> _ТЕКСТ ДЛЯ ЧТЕНИЯ_
________________
В первый месяц в карантине новых узников учили, как вести себя в лагере, заставляли кланяться немцам, снимая шапку. "Весь этот режим был ориентирован на то, чтобы заключенные забыли, что они люди, забыли, что можно выйти из лагеря, забыли о своей личности и помнили только о том, что немец или капо — их господин", — рассказал ветеран.
Позднее Левандовский попал в один из подлагерей Штуттгофа в Эльблонге. Там узникам приходилось каждый день маршировать на работу через весь город по 5–6 км, а потом долгие часы простаивать на перекличке. "Это была тяжелая работа. Оттуда выходишь как пьяный, не знаешь, то ли ты шатаешься, то ли мир вокруг. Случалось, что люди просто падали у станков или по дороге. Их добивали, но тело нужно было доставить как лагерный номер", — отметил он.
Однажды из колонны убежали несколько узников. Всем остальным пришлось сутки стоять на 15-градусном морозе, дожидаясь, пока тела всех сбежавших доставят обратно в лагерь. В тот день погибла половина узников.
Освобождение
В январе 1945 года, когда Красная армия уже освобождала Польшу, немцы начали эвакуировать лагерь. "В нашей колонне было 1200 человек. Мы шли в простых робах по снегу много дней, останавливаясь на ночлег где попало. Бушевал тиф и другие болезни. Если кто-то отставал от колонны, его сразу же убивали — расстреливали, забивали палкой или натравливали собак. Весь наш путь был усеян умершими", — рассказал Левандовский.
Только в середине марта колонна уцелевших, которые два с половиной месяца бродили по северной части Польши, услышала гул приближающихся советских танков. "Немцы бросились врассыпную. Танкисты остановились и начали их ловить, расправляясь на месте. И это было правильно, потому что узники не могли. Оставшиеся в живых были живыми трупами. Я шел только потому, что знал, что если остановлюсь, то это будет конец", — рассказал ветеран. К тому моменту из 1200 человек в живых осталось только 200.
Красноармейцы вскоре прислали за истощенным мальчиком санитарку, которая отвезла его во фронтовой госпиталь под Лемборгом, где он неделю был без сознания. "Мне было 16 лет, и я весил 35 кг. В той больнице для меня сделали очень много, заботились, как о младенце. Как врачи, так и пациенты, многие из которых лишились ноги или руки, делали все, чтобы любыми способами заставить меня не вспоминать о пережитом в концлагере. Два месяца меня лечили, а когда я окреп и встал на ноги, отправили домой, одев в чистое и снарядив провизией", — с благодарностью вспоминает Левандовский.
________________
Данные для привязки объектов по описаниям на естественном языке
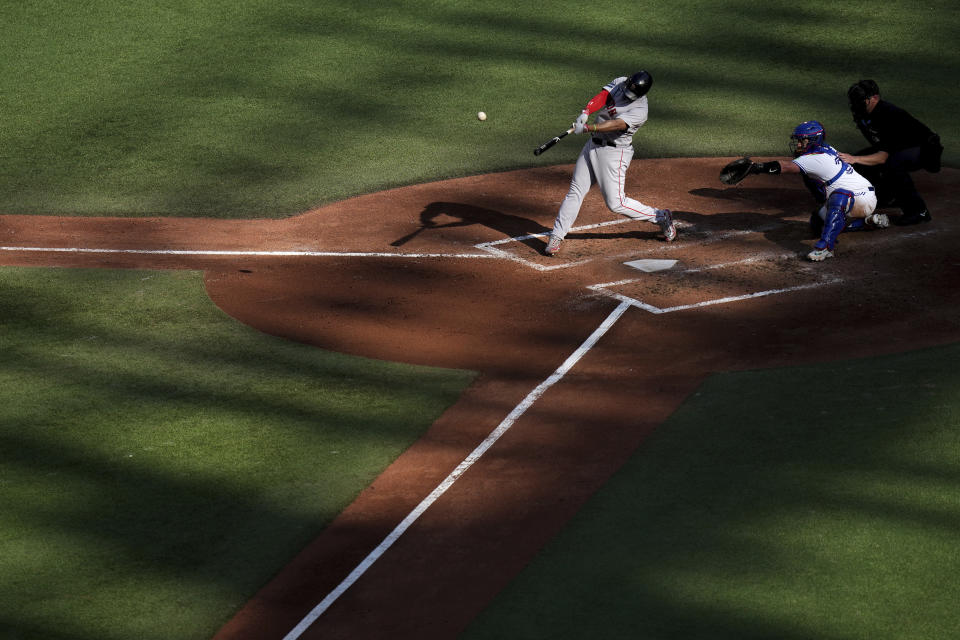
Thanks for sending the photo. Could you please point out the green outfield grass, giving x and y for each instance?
(159, 462)
(250, 108)
(827, 511)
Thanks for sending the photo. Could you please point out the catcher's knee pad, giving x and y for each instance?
(816, 224)
(838, 204)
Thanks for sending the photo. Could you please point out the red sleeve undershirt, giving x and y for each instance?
(597, 102)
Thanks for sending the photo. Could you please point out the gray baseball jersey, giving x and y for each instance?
(619, 106)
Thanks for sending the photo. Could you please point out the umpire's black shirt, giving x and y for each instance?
(890, 128)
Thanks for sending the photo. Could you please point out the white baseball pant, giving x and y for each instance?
(606, 167)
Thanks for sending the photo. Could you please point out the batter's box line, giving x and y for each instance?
(702, 238)
(640, 304)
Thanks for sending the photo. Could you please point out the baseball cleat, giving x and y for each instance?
(553, 245)
(912, 218)
(878, 221)
(819, 255)
(665, 220)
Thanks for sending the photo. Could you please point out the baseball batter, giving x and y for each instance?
(621, 109)
(849, 198)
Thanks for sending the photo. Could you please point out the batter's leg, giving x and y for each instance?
(611, 164)
(583, 179)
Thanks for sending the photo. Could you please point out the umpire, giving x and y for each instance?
(899, 144)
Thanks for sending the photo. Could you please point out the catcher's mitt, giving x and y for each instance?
(737, 171)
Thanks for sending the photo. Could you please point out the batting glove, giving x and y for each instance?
(579, 126)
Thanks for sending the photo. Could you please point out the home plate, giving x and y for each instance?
(649, 266)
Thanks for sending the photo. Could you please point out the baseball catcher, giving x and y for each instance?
(847, 199)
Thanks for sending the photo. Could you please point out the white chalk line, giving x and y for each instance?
(448, 482)
(201, 252)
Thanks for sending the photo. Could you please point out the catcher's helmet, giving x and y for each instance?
(638, 85)
(806, 136)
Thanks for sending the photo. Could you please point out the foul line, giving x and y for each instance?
(193, 252)
(475, 455)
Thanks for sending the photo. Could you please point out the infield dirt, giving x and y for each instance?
(411, 275)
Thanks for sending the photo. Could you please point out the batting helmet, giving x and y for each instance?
(806, 136)
(638, 85)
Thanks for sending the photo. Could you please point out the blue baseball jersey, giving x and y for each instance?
(823, 165)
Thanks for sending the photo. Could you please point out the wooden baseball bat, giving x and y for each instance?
(549, 143)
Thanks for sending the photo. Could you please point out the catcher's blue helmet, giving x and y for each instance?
(638, 84)
(806, 135)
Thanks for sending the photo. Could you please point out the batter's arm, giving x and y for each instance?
(608, 126)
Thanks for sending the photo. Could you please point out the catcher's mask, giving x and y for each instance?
(638, 85)
(805, 137)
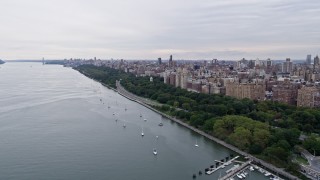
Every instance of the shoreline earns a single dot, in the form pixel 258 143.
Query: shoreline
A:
pixel 121 91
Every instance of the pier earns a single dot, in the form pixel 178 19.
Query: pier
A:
pixel 148 103
pixel 231 174
pixel 212 170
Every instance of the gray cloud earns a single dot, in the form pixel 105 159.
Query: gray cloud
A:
pixel 189 29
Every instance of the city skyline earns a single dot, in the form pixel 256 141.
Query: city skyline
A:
pixel 151 29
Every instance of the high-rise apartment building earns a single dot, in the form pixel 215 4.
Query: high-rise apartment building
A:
pixel 287 66
pixel 308 60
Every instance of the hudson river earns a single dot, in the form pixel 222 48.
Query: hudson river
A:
pixel 55 124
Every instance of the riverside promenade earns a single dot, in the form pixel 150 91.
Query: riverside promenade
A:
pixel 148 103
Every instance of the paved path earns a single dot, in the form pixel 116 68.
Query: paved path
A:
pixel 147 104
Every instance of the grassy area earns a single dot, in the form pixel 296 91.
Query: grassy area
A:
pixel 302 160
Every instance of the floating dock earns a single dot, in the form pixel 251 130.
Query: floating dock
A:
pixel 212 170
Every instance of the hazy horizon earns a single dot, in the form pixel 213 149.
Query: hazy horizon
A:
pixel 141 29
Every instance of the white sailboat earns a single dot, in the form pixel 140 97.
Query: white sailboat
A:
pixel 155 151
pixel 196 145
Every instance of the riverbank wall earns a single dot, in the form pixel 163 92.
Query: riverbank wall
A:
pixel 255 160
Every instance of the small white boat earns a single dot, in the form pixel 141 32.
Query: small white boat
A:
pixel 243 175
pixel 251 168
pixel 267 173
pixel 239 176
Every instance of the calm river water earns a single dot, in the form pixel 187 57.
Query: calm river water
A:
pixel 53 125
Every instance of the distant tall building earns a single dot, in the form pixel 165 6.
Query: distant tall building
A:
pixel 316 60
pixel 308 97
pixel 308 59
pixel 287 66
pixel 170 61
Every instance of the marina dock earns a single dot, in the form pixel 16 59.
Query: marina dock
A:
pixel 236 170
pixel 212 170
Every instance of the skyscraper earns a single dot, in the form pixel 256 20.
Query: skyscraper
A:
pixel 287 66
pixel 308 59
pixel 170 61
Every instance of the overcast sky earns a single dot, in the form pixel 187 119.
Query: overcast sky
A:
pixel 148 29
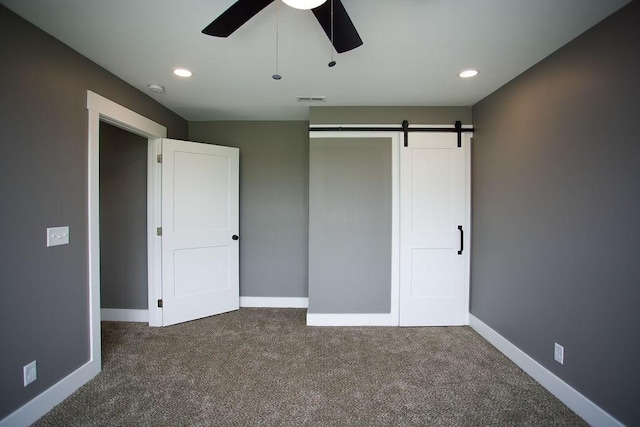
________________
> _ПРОВЕРЬТЕ ПОНИМАНИЕ_
A. Перечислите все способы, которыми, по тексту о Штуттгофе, убивали узников, отставших от колонны.
B. Допишите следующую часть текста о Штуттгофе, начав сразу после его последнего предложения.

> _ОТВЕТЫ ПО ЗАДАНИЯМ_
A. Расстреливали, забивали палкой, натравливали собак.

B.
Память
"Для меня 17 января всегда было праздничной и торжественной датой. Потому что это дата освобождения столицы, за которую мы сражались", — сказал Левандовский. Он и его ветеранское окружение уверены, что советские войска действительно освободили Варшаву. "Отношения наших стран сейчас не самые лучшие. И мне жаль. Но мы делаем все, что можем. Возлагаем цветы, отдаем дань памяти тем, кто со всей уверенностью ее заслужил", — добавил ветеран, назвав преступлением продолжающийся в Польше в последние годы снос памятников солдатам Красной армии.
По словам Левандовского, история переписывается в Польше в последние 30 лет. "Этой отвратительной и лживой пропагандой пропитаны уже два поколения, которые получают эти односторонние знания в школах, по радио и телевидению", — отметил он.
"Нельзя опровергнуть, что нашу страну освободила советская армия, потому что это факт, это правда. Благодаря Красной армии мы получили свободу и будущее, — уверен Левандовский. — Ранее все в Польше понимали, а сейчас помнит только старшее поколение, что было бы с нашей страной, если бы не было освобождения".
Ветеран надеется, что со временем ситуация нормализуется и в Польше смогут просто принять свою историю такой, какая она была.